→ **Written task**
Can you copy, line for line, everything from the line containing "TARGET = green bottle" through the final line of the records below, including both?

START Data entries

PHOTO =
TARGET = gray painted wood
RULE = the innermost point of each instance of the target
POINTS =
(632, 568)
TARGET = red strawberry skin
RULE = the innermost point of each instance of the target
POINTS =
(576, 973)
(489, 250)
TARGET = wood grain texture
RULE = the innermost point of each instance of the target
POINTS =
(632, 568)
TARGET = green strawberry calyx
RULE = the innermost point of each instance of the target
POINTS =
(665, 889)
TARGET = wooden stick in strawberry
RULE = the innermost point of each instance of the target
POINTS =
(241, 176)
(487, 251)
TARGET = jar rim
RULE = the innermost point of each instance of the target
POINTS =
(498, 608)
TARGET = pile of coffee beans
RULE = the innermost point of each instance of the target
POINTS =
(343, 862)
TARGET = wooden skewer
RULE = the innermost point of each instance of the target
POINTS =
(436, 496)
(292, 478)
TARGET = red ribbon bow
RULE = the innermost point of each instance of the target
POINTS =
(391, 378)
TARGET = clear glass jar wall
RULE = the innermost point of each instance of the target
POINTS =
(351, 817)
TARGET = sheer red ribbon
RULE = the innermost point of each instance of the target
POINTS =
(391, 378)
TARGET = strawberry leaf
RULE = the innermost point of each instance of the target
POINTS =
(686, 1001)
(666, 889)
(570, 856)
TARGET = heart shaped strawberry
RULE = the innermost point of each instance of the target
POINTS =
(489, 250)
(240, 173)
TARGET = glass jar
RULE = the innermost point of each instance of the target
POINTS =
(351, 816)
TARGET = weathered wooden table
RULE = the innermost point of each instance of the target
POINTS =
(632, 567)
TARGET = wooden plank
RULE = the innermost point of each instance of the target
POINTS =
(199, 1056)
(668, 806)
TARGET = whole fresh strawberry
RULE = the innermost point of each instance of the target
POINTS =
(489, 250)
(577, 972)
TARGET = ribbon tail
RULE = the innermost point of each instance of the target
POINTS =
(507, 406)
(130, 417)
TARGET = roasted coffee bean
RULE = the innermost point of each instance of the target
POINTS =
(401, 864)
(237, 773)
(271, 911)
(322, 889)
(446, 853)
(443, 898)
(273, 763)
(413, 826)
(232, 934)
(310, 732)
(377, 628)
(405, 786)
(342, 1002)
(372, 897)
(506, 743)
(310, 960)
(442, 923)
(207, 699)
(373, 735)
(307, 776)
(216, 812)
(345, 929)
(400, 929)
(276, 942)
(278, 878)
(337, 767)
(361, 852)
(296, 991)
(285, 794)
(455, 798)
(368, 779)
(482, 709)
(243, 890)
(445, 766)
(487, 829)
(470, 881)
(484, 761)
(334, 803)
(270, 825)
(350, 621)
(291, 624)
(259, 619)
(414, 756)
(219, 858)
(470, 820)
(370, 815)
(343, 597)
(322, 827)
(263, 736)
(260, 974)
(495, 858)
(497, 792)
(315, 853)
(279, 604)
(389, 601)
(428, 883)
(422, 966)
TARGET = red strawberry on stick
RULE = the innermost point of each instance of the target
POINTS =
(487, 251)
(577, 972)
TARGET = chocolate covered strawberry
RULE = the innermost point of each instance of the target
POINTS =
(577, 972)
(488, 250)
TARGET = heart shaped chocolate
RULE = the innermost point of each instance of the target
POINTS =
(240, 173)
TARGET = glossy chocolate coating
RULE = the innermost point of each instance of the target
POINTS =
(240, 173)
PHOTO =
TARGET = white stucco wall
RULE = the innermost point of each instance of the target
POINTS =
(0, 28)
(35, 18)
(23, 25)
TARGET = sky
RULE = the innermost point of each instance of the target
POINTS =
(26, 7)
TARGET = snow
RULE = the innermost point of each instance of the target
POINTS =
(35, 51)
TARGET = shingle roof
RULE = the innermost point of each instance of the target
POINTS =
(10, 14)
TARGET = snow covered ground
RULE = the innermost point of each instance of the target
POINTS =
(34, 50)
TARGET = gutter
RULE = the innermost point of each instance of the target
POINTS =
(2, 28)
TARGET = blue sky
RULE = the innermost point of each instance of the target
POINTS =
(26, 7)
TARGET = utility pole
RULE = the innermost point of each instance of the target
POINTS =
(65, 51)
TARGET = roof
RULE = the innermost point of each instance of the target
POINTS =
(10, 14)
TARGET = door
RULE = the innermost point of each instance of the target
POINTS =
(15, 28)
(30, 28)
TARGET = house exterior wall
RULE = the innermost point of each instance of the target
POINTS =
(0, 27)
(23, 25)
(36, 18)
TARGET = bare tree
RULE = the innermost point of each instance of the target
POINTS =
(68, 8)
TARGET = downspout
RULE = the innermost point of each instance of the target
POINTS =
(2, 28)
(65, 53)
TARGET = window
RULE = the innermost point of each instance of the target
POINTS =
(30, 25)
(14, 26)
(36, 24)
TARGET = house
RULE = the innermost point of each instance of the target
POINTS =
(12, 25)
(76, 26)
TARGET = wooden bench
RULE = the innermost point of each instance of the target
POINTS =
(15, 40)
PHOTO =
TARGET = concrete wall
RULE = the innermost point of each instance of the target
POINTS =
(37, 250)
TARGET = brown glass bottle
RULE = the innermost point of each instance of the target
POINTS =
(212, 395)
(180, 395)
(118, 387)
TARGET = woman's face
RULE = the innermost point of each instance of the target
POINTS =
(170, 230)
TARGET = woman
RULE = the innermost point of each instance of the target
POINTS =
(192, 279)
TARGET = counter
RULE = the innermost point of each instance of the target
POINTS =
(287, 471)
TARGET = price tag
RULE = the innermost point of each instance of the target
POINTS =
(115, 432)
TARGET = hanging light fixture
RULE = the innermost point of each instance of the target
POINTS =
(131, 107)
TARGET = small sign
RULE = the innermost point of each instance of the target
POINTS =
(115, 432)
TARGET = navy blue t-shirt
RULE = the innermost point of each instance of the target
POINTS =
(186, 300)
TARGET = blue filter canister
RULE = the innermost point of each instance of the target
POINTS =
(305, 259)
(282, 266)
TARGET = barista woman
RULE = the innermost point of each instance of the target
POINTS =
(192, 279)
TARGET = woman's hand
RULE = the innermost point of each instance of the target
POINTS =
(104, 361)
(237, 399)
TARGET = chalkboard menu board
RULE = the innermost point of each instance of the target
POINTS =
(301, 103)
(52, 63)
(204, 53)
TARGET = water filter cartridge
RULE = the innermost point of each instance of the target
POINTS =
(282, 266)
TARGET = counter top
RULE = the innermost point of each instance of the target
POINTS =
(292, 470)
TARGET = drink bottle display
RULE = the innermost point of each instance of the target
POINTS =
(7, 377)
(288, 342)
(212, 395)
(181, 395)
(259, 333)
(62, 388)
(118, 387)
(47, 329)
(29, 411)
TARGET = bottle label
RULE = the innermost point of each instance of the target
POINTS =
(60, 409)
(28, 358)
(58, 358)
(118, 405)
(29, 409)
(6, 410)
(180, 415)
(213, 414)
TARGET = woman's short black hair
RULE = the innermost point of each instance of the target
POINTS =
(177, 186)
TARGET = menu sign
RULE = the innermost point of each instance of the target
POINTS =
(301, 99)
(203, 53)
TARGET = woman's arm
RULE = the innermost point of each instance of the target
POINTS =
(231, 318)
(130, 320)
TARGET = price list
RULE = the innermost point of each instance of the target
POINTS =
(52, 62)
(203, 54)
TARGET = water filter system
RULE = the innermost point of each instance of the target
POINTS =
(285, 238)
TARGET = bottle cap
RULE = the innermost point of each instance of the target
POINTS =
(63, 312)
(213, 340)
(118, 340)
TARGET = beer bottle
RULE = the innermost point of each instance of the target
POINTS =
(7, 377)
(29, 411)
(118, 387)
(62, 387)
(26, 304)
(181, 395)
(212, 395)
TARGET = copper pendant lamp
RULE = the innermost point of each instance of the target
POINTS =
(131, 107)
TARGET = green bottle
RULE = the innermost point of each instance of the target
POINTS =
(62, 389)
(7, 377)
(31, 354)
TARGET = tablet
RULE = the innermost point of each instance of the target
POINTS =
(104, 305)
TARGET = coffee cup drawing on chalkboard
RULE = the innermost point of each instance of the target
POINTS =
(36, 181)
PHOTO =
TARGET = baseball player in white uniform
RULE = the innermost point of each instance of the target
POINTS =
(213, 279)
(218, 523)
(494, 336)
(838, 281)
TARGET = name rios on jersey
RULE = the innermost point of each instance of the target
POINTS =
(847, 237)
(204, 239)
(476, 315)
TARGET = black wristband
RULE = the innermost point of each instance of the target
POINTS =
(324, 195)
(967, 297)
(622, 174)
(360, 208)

END Data entries

→ **Solution to this problem**
TARGET = green bottle
RULE = the innermost point of each instance of the target
POINTS =
(62, 389)
(7, 377)
(31, 354)
TARGET = tablet
RULE = the innermost point of each instance of the target
POINTS =
(104, 305)
TARGET = coffee cup drawing on chalkboard
RULE = the innermost point of each instance of the target
POINTS =
(36, 181)
PHOTO =
TARGET = baseball player in white uniform
RULE = the innermost point of each instance of the target
POINTS =
(213, 279)
(218, 523)
(494, 336)
(838, 281)
TARGET = name rios on jersey
RULE = the innermost point of each instance of the target
POINTS =
(847, 237)
(204, 239)
(476, 315)
TARGET = black wristband
RULE = the innermost point of each instance of the target
POINTS =
(324, 195)
(967, 297)
(622, 174)
(360, 208)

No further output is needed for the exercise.